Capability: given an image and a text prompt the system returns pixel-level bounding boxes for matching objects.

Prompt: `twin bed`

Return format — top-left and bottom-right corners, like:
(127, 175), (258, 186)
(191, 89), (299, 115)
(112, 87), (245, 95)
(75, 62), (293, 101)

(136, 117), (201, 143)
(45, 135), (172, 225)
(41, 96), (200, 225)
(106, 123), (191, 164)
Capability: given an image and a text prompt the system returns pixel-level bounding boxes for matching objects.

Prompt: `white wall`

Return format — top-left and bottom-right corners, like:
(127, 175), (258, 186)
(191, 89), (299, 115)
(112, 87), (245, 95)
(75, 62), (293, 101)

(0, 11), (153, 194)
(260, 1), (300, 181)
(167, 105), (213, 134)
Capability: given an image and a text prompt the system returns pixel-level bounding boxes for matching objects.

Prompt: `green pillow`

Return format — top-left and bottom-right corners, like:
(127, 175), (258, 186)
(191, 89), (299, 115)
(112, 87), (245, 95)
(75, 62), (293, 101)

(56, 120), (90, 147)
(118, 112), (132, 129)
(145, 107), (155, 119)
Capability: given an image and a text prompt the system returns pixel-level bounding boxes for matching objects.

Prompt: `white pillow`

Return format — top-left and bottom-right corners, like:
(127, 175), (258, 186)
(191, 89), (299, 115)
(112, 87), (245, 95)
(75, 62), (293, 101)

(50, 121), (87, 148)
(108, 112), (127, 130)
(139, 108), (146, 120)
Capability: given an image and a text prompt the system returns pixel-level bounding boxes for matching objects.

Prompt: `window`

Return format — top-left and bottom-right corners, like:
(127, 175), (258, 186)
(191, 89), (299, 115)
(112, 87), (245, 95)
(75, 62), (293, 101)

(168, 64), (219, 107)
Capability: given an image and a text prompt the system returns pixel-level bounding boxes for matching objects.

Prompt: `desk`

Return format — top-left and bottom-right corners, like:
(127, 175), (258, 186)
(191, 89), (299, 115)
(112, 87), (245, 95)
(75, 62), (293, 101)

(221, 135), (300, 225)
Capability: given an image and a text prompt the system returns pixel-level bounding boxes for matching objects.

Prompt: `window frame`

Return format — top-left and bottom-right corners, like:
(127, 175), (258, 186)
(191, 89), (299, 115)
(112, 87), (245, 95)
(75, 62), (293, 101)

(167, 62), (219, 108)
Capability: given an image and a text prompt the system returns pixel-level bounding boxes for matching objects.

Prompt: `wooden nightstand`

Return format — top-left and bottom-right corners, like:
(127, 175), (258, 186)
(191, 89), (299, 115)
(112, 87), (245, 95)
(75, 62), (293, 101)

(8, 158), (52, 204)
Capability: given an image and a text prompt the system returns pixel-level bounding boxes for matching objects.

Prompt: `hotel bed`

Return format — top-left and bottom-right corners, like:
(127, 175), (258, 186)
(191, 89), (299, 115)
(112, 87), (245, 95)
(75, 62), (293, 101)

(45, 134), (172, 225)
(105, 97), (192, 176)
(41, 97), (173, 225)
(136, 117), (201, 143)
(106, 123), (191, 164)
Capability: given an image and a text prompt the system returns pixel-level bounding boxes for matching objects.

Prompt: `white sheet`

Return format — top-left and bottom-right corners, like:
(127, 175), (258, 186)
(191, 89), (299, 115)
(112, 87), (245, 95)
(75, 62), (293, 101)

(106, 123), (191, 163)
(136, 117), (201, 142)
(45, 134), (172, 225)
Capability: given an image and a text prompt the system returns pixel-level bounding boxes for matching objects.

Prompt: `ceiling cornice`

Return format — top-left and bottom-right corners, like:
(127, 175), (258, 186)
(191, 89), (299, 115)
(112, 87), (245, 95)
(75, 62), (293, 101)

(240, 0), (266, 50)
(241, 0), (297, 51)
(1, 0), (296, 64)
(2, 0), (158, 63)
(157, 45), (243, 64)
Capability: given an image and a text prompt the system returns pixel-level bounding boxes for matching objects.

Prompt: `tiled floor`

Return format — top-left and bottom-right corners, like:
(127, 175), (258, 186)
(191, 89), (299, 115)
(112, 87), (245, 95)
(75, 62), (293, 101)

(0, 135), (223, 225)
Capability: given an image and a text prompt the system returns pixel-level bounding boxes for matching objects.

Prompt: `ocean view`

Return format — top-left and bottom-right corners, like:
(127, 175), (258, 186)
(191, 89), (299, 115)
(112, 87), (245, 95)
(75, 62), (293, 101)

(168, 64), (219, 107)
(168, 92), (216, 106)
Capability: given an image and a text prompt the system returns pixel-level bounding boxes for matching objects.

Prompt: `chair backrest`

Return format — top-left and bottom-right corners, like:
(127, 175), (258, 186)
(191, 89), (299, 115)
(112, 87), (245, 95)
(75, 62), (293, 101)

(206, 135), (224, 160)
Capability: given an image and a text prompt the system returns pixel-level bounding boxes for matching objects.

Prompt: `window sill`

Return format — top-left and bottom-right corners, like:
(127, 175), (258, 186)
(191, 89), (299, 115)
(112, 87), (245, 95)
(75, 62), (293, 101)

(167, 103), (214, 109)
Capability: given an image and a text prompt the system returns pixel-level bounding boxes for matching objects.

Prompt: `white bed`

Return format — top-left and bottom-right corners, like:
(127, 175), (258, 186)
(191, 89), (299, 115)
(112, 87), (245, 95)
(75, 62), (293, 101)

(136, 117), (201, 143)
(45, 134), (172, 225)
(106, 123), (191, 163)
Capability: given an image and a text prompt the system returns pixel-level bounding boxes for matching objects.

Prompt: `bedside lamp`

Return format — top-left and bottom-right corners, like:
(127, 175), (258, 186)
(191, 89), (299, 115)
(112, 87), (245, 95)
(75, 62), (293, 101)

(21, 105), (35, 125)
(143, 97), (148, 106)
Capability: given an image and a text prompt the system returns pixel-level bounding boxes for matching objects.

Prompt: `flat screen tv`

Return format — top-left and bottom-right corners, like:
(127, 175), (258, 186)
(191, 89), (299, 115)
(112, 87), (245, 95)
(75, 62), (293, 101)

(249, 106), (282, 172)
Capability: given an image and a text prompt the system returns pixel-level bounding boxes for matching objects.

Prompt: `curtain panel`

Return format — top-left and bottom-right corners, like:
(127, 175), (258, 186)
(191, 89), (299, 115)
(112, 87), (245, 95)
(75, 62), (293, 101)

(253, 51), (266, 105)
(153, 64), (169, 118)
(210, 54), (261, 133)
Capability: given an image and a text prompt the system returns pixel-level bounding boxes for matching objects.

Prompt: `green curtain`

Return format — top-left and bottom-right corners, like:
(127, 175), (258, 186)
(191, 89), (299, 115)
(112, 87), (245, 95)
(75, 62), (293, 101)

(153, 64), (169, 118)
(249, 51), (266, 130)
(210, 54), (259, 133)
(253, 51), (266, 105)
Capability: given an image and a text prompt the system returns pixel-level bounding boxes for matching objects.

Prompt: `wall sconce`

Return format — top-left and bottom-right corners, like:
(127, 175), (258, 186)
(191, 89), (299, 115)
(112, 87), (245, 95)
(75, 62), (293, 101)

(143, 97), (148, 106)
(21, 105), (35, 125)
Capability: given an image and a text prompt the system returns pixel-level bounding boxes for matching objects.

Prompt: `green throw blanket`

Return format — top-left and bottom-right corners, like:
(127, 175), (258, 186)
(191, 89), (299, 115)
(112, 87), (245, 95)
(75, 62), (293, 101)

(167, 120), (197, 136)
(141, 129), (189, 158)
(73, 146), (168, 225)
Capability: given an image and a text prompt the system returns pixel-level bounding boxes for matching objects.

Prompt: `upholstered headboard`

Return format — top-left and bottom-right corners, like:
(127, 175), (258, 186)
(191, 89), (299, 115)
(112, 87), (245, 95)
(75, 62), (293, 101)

◇ ◇ ◇ ◇

> **Problem to solve**:
Copy out, from the data above, each line where the string "curtain" is present.

> **Output below**:
Prompt: `curtain panel`
Prompt: `green curtain`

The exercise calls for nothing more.